■ **LIST OF TASKS**
a - In the essay on being transgender, rewrite everything from "People Ask The" down to "questions is no.", replacing "allies" with "supporters".
b - According to the essay on being transgender, which two categories are surgeries commonly divided into when trans people and their allies discuss them?
c - Continue the essay on being transgender from the point where it stops.

■ **SELECTED EXCERPT**

__________

Now this is a very personal and difficult topic to discuss, but I feel like it is timely and relevant. I consider myself a seeker of truth, and a supporter of that which purveys the truth. You may have never heard of me, but I bet you’ve heard of Laverne Cox and or Janet Mock in the past year. What about Chaz Bono or Carmen Carrera? My point is that trans people are out there; we’re alive and well and we’d like to let you know that yes; we do exist. Just sometimes not in the way that you expect.
People Ask The Wrong Questions When people online find out that I’m transgender (female to male), the first thing they ask is the dreaded: “Have you had the surgery?” First of all, this is the wrong question as there is no one surgery. There just isn’t. In order to fully transition physically there are multiple types of surgeries, commonly divided in talk among trans people and their allies between “top surgery” and “bottom surgery” though there is occasionally stuff that falls in between of a more cosmetic variety. For me personally, the answer to any of those questions is no.
It’s Not About Passing In the past, most transgender people have been known for being desperate for a chance at what we call “passing” which is exactly what it sounds like. Traditionally, someone who underwent changes to become the gender that they feel they are inside would likely attempt to go as far as to even erase their past in order to increase their chances of not being found out. As trans people, we’ve spent time immemorial being terrified of being found out for our birth gender and the violence that might be enacted against us should that outing occur.

__________

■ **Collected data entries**

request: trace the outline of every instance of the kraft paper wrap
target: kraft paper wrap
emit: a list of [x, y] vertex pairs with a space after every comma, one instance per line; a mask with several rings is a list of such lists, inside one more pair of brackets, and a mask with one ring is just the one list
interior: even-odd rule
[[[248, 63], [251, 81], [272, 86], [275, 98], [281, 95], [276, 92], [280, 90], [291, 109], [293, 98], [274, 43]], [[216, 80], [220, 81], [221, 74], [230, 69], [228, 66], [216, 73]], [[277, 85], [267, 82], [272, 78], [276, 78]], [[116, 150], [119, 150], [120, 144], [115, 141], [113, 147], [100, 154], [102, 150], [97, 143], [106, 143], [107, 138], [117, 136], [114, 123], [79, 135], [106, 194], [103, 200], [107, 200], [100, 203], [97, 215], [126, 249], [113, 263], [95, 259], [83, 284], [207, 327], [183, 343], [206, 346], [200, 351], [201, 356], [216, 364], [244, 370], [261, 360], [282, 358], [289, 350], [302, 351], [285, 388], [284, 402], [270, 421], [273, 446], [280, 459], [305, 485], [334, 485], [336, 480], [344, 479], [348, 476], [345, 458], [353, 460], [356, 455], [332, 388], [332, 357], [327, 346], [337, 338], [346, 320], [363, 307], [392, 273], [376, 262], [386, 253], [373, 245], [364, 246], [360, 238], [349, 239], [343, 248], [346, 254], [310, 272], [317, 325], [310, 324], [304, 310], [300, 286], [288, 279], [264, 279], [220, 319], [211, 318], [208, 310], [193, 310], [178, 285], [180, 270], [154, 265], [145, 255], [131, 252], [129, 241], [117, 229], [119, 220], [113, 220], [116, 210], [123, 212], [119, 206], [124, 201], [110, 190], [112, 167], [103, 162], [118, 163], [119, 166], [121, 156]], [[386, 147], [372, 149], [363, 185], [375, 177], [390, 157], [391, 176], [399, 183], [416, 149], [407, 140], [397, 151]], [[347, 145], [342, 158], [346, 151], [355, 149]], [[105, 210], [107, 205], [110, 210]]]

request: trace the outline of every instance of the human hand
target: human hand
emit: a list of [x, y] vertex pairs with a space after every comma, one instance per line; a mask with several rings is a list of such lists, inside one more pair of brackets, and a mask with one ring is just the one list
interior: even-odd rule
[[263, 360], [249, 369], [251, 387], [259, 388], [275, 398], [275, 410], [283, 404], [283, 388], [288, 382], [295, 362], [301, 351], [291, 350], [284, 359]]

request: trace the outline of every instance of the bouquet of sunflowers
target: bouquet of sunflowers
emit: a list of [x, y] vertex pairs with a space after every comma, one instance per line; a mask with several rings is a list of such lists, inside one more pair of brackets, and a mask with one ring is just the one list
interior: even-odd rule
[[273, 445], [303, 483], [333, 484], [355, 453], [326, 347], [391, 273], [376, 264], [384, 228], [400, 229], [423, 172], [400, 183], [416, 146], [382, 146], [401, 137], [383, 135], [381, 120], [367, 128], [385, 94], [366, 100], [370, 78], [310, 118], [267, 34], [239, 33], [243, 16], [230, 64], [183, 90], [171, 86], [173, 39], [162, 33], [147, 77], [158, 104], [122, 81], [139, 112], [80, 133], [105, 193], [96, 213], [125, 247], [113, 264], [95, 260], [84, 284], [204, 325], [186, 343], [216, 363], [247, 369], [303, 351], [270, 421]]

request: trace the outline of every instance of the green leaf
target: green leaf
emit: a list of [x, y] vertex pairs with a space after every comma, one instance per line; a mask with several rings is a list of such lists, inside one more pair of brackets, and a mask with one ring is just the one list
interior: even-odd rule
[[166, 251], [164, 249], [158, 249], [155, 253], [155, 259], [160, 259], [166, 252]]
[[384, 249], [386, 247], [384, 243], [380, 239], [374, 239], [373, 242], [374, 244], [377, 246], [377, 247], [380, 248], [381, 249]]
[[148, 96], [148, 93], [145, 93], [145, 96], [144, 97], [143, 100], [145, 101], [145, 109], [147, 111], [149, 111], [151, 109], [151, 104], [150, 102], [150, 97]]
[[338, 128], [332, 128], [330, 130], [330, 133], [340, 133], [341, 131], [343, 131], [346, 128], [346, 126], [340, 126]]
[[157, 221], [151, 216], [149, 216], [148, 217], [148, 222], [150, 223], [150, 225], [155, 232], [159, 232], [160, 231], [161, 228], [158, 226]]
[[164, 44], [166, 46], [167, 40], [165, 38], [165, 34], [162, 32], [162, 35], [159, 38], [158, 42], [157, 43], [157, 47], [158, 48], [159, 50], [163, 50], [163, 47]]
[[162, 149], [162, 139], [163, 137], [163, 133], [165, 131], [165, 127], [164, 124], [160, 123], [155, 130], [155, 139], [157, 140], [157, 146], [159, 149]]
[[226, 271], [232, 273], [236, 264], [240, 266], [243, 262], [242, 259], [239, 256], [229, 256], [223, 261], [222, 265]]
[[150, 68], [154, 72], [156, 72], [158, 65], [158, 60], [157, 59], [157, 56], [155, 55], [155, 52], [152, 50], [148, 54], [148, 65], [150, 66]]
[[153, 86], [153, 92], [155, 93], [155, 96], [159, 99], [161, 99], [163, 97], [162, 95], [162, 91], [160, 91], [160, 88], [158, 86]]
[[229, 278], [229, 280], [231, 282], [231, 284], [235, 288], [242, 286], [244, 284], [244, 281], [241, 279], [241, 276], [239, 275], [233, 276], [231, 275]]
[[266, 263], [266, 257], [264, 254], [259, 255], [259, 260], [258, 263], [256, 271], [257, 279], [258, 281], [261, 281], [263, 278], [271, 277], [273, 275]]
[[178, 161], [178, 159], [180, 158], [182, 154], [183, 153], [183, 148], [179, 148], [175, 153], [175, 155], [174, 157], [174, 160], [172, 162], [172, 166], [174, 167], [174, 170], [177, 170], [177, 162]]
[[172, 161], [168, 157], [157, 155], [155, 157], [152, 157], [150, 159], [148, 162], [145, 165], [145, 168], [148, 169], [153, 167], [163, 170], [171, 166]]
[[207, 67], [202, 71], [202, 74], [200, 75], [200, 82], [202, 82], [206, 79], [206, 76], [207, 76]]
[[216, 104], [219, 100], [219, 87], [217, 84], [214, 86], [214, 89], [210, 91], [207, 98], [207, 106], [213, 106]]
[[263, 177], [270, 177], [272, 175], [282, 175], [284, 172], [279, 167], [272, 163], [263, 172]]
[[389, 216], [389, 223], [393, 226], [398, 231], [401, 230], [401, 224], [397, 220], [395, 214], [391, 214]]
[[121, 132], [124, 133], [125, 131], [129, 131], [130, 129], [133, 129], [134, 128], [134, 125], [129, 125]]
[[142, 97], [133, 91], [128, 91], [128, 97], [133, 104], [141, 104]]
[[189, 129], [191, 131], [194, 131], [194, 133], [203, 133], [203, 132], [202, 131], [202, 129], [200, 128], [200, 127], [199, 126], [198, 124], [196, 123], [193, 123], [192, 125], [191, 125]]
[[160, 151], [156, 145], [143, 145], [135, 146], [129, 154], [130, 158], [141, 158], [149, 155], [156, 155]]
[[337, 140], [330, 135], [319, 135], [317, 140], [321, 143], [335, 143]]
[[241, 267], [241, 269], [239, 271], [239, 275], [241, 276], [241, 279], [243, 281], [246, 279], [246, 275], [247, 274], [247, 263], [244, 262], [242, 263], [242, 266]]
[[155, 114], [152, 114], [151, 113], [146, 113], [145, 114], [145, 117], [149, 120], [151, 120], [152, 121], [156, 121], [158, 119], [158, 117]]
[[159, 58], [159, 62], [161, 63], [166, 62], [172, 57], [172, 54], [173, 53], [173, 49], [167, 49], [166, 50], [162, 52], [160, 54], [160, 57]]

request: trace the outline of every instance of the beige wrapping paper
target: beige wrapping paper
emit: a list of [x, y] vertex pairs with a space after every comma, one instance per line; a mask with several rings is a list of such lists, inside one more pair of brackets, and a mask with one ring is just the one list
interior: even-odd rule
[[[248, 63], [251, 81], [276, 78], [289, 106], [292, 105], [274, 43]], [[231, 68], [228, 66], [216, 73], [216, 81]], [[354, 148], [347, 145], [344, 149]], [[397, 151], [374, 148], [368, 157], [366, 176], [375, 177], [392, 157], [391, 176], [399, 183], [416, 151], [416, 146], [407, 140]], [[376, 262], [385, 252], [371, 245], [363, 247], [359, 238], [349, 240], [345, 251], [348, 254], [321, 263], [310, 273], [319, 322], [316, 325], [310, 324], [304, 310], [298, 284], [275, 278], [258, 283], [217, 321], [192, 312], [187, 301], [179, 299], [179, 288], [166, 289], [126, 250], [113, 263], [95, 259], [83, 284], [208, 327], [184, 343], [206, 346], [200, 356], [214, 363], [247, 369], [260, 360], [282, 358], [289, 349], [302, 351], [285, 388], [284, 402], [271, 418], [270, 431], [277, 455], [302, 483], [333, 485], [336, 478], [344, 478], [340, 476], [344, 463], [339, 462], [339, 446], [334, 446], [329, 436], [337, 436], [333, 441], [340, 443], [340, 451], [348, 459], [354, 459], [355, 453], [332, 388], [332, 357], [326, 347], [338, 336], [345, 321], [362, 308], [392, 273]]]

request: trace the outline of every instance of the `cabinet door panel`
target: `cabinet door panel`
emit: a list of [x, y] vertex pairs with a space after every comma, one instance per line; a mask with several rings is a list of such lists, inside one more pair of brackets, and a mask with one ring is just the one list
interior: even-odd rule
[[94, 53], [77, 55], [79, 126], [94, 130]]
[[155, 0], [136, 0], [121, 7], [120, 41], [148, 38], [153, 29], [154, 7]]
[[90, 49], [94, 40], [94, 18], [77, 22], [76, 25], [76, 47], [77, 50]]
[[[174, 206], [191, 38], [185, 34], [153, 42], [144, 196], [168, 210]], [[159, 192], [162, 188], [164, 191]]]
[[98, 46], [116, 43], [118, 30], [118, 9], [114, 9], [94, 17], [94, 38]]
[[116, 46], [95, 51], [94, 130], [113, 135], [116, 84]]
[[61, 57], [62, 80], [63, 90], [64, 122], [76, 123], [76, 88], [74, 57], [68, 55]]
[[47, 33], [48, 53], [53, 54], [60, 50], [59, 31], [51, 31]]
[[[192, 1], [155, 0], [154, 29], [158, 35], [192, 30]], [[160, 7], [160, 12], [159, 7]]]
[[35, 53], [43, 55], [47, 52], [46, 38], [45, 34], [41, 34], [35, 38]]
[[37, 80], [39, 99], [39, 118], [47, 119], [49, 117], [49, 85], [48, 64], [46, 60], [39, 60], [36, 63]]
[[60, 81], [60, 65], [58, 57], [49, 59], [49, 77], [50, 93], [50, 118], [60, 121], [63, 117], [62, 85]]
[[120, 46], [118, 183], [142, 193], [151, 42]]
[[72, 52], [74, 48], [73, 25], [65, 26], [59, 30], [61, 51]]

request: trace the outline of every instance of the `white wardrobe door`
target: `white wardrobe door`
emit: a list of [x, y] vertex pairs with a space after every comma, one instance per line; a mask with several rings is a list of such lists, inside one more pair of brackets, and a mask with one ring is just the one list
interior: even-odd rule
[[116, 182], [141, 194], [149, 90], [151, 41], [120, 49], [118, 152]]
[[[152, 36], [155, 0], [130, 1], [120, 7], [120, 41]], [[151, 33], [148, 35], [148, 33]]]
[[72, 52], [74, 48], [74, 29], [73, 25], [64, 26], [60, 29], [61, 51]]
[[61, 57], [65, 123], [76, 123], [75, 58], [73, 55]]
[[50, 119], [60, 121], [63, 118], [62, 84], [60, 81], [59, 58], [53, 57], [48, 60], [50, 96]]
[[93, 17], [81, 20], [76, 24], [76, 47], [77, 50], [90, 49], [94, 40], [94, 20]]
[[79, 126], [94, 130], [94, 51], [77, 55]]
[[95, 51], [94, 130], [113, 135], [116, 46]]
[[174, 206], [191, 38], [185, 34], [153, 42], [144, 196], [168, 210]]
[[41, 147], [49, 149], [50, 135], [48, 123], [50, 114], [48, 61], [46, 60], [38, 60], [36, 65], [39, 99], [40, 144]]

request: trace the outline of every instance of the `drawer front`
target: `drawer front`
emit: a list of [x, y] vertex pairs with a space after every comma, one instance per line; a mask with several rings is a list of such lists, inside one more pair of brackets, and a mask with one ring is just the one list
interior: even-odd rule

__________

■ **TASK-BY-TASK RESULTS**
a -
People Ask The Wrong Questions When people online find out that I’m transgender (female to male), the first thing they ask is the dreaded: “Have you had the surgery?” First of all, this is the wrong question as there is no one surgery. There just isn’t. In order to fully transition physically there are multiple types of surgeries, commonly divided in talk among trans people and their supporters between “top surgery” and “bottom surgery” though there is occasionally stuff that falls in between of a more cosmetic variety. For me personally, the answer to any of those questions is no.

b - "Top surgery" and "bottom surgery."

c -
I find myself hating the idea of passing. I don’t want to have to change my appearance or my hobbies in order to be viewed as I already view and accept myself. I see myself as a man and always will– and that has nothing to do with the fact that I like to dye my hair and that sewing is one of my major hobbies. In a perfect world, regardless of operations and testosterone and estrogen therapy, a trans person should be able to say “These are my preferred pronouns” and that’s just the end of it.
The Information Age With the advent of internet support groups, trans people have entered into a brand new golden age of being able to be open with their experiences in relatively safe environments. There are Facebook support groups, and Tumblr itself is a safe haven for just about everyone on the LGBTQ+ spectrum. Through this, we begin to cast of the veil of the dark ages of trying to pass and struggling to afford impossibly expensive surgeries and treatments just to earn the rights to our identities.
I am a pre-op trans man, and I say right here and now that I may never fully physically transition because I don’t believe that I should have to in order to be respected and accepted. I think that it’s time we all start loving ourselves and our bodies just as we are so that we’re truly ready for that next step, whether it’s surgery or not.